## AIM OF THE EXERCISE
Read through the listing and copy every line that contains the word "fence".

————————

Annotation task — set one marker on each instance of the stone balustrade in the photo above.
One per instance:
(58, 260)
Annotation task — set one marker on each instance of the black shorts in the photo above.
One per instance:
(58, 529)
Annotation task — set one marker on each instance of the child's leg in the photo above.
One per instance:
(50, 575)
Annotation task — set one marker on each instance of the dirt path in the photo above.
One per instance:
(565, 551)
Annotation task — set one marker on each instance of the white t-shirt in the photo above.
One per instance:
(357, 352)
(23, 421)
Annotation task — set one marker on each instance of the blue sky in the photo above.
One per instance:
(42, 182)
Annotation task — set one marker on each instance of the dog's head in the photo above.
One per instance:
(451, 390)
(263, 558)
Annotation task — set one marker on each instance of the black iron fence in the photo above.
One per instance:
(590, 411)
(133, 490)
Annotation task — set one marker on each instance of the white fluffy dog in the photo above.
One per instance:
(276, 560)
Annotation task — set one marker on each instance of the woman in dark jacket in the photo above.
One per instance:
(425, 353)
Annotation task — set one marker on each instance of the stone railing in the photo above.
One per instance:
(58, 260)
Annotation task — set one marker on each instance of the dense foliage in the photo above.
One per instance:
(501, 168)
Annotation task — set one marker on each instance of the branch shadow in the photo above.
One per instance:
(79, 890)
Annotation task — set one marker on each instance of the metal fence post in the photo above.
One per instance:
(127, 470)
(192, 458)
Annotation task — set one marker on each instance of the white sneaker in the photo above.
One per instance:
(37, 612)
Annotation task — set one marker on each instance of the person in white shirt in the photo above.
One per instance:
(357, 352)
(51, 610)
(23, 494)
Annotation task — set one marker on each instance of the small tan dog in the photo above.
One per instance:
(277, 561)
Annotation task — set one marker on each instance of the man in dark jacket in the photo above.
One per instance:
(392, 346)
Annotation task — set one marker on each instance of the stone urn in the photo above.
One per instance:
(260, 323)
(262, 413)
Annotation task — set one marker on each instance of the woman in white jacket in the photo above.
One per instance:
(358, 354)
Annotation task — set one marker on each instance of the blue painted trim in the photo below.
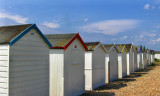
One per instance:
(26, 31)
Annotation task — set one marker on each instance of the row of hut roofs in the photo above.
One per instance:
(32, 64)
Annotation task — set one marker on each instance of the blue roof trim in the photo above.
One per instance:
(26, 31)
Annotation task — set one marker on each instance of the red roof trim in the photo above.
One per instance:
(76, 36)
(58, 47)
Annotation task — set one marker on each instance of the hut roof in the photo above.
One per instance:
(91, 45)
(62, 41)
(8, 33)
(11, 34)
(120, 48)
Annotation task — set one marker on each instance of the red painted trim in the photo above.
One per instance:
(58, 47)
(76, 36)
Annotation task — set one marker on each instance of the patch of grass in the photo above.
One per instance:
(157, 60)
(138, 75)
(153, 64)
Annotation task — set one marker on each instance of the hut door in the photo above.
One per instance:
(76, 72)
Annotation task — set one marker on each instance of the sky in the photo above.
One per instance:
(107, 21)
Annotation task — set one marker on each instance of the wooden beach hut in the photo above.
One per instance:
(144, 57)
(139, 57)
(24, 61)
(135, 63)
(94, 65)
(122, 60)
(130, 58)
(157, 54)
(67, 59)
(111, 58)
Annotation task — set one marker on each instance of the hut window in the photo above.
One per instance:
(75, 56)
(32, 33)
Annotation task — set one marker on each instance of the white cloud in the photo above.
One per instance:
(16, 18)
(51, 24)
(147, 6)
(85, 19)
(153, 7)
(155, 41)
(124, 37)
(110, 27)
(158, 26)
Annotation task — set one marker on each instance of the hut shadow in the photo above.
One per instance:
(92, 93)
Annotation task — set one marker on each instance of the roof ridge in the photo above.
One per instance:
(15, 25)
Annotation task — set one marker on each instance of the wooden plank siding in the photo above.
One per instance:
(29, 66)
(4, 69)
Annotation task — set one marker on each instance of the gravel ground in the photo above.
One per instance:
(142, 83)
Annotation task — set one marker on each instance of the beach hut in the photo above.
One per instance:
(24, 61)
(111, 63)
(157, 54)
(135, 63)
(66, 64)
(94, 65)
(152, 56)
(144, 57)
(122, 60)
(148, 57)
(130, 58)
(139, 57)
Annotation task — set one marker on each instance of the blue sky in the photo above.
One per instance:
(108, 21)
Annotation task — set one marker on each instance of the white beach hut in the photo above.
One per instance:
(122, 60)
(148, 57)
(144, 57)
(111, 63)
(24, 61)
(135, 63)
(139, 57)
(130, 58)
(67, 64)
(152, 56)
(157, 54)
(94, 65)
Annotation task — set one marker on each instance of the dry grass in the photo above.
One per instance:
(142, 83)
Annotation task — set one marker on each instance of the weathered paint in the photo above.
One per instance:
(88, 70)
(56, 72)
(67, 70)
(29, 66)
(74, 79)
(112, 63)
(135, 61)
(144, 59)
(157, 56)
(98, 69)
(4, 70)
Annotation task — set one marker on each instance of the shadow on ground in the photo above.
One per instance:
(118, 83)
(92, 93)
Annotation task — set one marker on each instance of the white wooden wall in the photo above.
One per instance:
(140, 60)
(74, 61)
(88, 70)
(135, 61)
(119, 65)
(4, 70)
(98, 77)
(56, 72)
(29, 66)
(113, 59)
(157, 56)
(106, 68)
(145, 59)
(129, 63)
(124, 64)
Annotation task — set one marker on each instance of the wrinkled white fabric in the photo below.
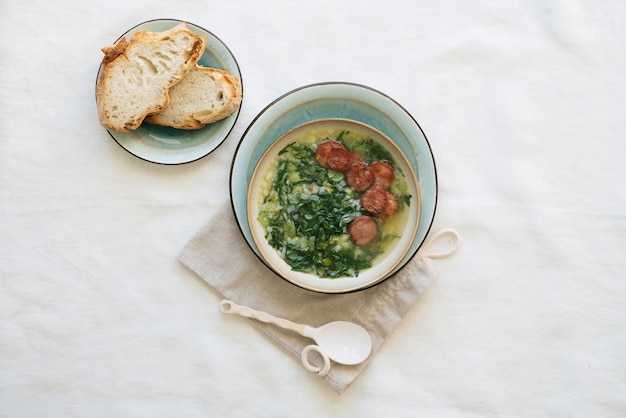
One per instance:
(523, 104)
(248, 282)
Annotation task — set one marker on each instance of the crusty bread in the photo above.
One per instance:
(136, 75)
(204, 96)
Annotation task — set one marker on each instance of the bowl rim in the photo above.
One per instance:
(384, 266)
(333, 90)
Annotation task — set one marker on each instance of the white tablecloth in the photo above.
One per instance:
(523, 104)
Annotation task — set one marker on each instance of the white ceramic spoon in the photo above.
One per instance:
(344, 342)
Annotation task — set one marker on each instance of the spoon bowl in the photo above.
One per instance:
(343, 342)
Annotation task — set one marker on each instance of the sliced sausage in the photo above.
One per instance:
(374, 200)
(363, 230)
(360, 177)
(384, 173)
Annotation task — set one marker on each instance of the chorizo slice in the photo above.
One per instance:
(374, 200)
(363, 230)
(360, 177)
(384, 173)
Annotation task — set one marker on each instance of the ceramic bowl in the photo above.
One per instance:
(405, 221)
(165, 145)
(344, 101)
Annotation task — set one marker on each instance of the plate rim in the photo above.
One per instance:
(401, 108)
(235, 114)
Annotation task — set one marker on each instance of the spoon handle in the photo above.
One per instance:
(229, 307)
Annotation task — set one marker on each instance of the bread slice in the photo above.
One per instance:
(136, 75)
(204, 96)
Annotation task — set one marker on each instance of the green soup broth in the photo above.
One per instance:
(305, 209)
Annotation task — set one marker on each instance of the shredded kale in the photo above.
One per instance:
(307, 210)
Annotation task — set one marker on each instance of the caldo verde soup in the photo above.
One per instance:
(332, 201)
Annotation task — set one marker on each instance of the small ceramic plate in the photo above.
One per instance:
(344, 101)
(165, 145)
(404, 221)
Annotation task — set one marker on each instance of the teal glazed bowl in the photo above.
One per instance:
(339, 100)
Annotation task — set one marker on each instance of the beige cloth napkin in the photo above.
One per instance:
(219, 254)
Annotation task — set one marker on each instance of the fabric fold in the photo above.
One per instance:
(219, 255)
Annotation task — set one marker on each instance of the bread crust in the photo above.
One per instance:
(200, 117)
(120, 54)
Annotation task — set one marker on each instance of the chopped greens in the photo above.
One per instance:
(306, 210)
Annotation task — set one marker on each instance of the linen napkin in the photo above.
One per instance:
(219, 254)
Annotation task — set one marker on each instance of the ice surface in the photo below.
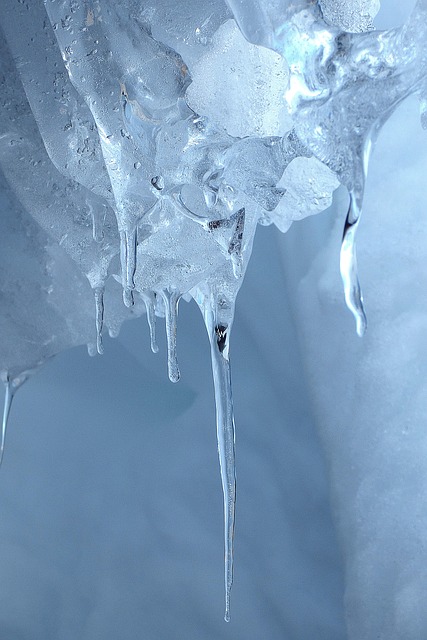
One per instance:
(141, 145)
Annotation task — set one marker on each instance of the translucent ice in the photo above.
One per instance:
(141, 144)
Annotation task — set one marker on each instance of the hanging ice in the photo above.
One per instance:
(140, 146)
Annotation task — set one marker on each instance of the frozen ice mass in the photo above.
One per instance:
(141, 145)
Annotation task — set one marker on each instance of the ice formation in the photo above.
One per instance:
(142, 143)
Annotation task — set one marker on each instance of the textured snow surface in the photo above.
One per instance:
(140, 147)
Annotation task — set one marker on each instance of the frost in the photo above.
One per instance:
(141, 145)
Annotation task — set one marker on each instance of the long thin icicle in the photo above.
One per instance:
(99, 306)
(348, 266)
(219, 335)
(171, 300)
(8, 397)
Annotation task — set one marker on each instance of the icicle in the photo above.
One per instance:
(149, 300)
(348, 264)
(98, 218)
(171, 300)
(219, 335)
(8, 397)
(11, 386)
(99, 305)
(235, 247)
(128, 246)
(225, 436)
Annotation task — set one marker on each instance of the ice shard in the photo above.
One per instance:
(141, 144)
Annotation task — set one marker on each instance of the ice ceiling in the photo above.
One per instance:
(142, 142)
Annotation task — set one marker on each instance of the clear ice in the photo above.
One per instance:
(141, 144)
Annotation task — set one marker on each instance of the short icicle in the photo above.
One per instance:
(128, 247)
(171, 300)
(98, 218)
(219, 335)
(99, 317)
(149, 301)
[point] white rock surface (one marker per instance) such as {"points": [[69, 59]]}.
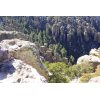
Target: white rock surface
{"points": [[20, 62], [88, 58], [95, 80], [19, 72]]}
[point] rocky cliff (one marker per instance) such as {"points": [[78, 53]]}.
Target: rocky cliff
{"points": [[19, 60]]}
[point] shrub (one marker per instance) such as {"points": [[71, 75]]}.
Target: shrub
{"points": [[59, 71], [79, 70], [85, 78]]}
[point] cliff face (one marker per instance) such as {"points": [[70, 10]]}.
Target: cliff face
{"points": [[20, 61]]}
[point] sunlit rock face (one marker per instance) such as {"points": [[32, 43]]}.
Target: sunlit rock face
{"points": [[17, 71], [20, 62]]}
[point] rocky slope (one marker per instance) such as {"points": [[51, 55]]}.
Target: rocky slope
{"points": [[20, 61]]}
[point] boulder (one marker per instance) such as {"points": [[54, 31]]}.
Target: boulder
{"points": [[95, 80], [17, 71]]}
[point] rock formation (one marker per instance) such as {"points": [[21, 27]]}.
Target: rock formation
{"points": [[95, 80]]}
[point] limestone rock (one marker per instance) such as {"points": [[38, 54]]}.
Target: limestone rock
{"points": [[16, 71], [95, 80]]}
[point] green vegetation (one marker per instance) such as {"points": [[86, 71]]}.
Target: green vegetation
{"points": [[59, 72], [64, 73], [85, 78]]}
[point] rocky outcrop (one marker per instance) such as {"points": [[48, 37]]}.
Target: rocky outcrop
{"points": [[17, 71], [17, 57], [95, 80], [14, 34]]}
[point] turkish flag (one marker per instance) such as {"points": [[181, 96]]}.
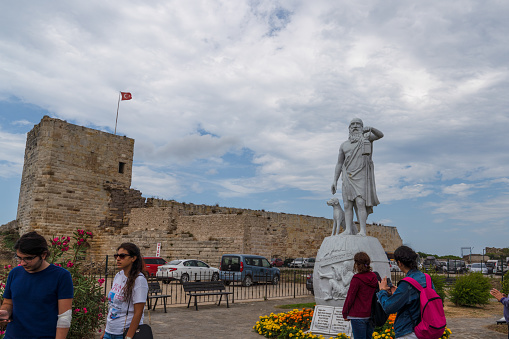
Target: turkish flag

————————

## EXERCISE RESPONSE
Annotation task — set one marker on each instance of the black iron fence in the photo above.
Annotation task — set one marker on each instance of the metal fence post in the photo above.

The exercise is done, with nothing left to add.